** DOCUMENT SEGMENT **
------------------------------

My most favourite part was the title of the book, which was a clever play on words to the phrase "mark my words". All three characters struggled being heard. The middle of the book was filled with action and suspense influenced by the author's history with computer technology. Both the middle and the end of the story came to a full circle, which gave it a double layer of satisfaction.
This book would have had a higher level of enjoyment if the main focus of the novel was Laura. David's story dragged on due to his character flaw of being a glutton for punishment. Melissa's part was thrown in to add an extra dynamic to David's story and to give David a borderline controversy. They demonized the wife and painted her as an abrupt emotional rollercoaster who waffled between undesirable or unproductive objectives, yet her part picked up the pace of the story and gave a reason to keep reading. The profanities in this book also belonged to the wife and a supporting character named Harry, conveying these characters' lack of control or uninhibited nature.
My least favourite part was the author's choice to break the main character's English throughout the book. The author, coming from India, may have been expressing some of his linguistic struggles since he came from outside of United States, but choosing to break his Chinese character's English diction gave an air of "mocking". Changing the speech patterns of someone with a different linguistic background ran the risk of stereotyping and being linguistically inaccurate or inconsistent with their lexicon.

------------------------------

[Records from a data collection]
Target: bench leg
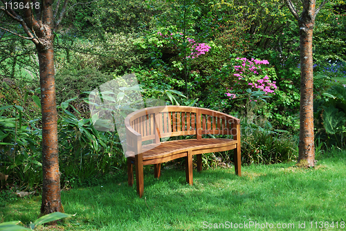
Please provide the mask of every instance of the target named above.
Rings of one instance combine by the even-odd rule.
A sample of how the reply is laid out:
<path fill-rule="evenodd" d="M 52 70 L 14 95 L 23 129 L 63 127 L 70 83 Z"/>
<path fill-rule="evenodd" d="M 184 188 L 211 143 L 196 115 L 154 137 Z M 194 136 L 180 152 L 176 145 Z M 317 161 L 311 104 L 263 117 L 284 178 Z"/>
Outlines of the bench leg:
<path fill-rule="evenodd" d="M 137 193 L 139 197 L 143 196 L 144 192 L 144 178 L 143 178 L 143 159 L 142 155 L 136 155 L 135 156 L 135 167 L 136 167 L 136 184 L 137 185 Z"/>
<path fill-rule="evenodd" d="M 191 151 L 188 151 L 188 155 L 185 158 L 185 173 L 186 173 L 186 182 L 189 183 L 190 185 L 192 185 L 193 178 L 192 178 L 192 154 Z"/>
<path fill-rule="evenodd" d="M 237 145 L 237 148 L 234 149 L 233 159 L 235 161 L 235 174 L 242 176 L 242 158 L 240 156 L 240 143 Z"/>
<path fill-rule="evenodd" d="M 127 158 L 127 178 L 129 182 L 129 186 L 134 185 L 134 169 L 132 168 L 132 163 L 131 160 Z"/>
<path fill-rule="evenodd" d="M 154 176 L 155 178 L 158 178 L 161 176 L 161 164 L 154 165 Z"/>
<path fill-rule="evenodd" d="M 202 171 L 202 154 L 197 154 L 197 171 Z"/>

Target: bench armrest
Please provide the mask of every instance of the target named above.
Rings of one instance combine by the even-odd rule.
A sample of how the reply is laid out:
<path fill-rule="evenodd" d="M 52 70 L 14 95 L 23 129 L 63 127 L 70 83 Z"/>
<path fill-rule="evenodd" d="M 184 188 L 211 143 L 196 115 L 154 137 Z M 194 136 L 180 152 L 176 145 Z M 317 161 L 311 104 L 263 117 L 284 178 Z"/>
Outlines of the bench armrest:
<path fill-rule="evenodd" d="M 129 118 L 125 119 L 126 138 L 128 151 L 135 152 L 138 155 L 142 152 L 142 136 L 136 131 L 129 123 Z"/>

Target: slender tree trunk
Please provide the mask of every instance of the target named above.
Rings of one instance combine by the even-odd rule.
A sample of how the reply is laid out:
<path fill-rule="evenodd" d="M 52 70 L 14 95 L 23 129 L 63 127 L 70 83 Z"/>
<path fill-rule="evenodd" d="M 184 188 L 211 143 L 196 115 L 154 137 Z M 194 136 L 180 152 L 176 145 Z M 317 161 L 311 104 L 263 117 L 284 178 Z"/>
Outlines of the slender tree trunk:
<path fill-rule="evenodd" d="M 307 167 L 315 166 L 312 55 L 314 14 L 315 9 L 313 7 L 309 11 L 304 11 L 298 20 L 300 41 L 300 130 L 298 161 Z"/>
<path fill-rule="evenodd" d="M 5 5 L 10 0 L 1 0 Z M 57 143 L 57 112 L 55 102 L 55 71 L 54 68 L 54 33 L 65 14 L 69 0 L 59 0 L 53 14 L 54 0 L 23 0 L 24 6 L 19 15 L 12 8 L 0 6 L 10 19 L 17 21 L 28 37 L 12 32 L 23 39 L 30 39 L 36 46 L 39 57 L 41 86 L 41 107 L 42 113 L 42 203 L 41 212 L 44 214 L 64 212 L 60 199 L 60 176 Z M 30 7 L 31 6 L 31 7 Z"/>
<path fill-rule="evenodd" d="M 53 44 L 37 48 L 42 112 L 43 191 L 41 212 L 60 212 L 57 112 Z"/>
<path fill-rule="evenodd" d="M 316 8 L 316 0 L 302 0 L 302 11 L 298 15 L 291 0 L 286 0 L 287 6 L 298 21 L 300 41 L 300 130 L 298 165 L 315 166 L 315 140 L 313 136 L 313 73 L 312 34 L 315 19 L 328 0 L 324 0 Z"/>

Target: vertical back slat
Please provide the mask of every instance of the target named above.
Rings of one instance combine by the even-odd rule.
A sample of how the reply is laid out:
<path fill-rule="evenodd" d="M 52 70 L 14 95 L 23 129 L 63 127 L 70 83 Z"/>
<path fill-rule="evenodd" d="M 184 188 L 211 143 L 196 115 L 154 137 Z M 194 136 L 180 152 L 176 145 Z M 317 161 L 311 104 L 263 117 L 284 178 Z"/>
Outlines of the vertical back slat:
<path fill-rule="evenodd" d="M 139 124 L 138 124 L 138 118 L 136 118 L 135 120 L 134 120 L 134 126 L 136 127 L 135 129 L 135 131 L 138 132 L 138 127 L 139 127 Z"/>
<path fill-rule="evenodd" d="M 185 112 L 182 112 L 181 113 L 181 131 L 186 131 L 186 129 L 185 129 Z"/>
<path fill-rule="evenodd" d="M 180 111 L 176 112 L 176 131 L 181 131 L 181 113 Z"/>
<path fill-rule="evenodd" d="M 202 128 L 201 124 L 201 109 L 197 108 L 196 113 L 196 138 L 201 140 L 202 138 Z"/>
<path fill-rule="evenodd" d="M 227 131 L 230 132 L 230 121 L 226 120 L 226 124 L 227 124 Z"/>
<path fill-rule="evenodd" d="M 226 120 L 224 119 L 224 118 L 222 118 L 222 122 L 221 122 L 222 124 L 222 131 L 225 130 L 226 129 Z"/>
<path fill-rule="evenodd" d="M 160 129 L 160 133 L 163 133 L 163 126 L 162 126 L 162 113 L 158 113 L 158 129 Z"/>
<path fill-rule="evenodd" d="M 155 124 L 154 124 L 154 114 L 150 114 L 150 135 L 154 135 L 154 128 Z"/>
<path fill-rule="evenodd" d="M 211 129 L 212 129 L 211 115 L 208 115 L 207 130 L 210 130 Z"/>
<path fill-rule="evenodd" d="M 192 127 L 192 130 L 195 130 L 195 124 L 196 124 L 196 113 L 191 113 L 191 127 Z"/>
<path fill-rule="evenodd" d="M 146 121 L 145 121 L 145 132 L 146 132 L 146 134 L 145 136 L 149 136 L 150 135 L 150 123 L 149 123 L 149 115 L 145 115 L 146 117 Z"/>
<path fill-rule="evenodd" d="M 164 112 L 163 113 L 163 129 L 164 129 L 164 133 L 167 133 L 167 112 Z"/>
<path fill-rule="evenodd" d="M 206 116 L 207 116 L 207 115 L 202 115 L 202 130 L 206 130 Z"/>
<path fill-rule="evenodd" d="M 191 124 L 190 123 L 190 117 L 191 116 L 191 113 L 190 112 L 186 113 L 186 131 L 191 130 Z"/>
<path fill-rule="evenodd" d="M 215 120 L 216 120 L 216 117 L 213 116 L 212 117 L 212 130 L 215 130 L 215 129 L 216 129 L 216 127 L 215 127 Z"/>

------------------------------

** EXERCISES TO COMPLETE **
1. Does each statement agree with the book review? Answer yes or no for each, and quote the words from the review that decide it.
(a) The reviewer's favorite part was the book's title.
(b) The middle of the book was slow and had little action.
(c) The reviewer would have enjoyed the book more if it had focused mainly on David.
2. Extend the book review past its final sentence.
The records aren't needed for anything here.

** PER-TASK OUTPUTS **
1.
(a) Yes: "My most favourite part was the title of the book"
(b) No: "The middle of the book was filled with action and suspense"
(c) No: "This book would have had a higher level of enjoyment if the main focus of the novel was Laura."

2.
Outside of David's and David's father's broken English, which was deliberate and sometimes jolting, there were a few other areas of concern. They involved a few run-on sentences that showed up in the early few chapters. This could have also been intentional to exemplify the non-stop exhausting situation. There were awkward wording or phrase choices which interrupted the flow of the reading. This may have been there to demonstrate that even though David spoke simply, there were moments of complexity and sophistication. There were a couple of unclear references, not knowing what or who was being referred to and minor misplacements of articles/prepositions.
I would give this a 3 out of 4, because it was a short easy read at 215 pages, which I would recommend to young adults and anyone looking for a quick novel. Some of the unexpected vocabularies added some flourish for anyone interested in building a word-of-the-day list. The story was too predictable and I waited the whole novel for exciting parts and/or for the story to pick up.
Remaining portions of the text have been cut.